→ **Deine Aufgabe**
Kannst du aus dem folgenden Auszug die Stelle wörtlich zitieren, die mit „Von Ulrich W.“ beginnt und sich bis einschließlich „als Sicherheitsmann tätig.“ fortsetzt?

→ **Ausgewählter Auszug**
Von Ulrich W. Sahm, Jerusalem

Der stellvertretende Sicherheitschef im Gusch-Katif Siedlungsblock macht keinen Hehl aus seiner Gesinnung. Scharon ist für ihn ein Verräter. Der Rückzug ist noch längst keine vollendete Tatsache. Zuhause mäht er seinen Rasen, während er einen Plan vorbreitet, um Entschädigung für jeden seiner Gummibäume zu verlangen. "Es ist mein Lebensziel geworden, den Staat zu schädigen", sagt der überzeugte israelische Nationalist. Dabei ist Michael Nitzan ein waschechter Bayer, vor zehn Jahren "zufällig" in Israel hängen geblieben, zum Judentum konvertiert, vor neun Jahren "zufällig" in den Siedlungsblock gelangt und dort seit sieben Jahren als Sicherheitsmann tätig.

→ **Datenabschnitt**
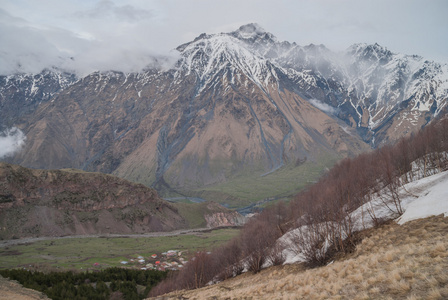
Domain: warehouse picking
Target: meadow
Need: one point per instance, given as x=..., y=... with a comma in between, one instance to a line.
x=103, y=252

→ **Als Antwort**
Von Ulrich W. Sahm, Jerusalem

Der stellvertretende Sicherheitschef im Gusch-Katif Siedlungsblock macht keinen Hehl aus seiner Gesinnung. Scharon ist für ihn ein Verräter. Der Rückzug ist noch längst keine vollendete Tatsache. Zuhause mäht er seinen Rasen, während er einen Plan vorbreitet, um Entschädigung für jeden seiner Gummibäume zu verlangen. "Es ist mein Lebensziel geworden, den Staat zu schädigen", sagt der überzeugte israelische Nationalist. Dabei ist Michael Nitzan ein waschechter Bayer, vor zehn Jahren "zufällig" in Israel hängen geblieben, zum Judentum konvertiert, vor neun Jahren "zufällig" in den Siedlungsblock gelangt und dort seit sieben Jahren als Sicherheitsmann tätig.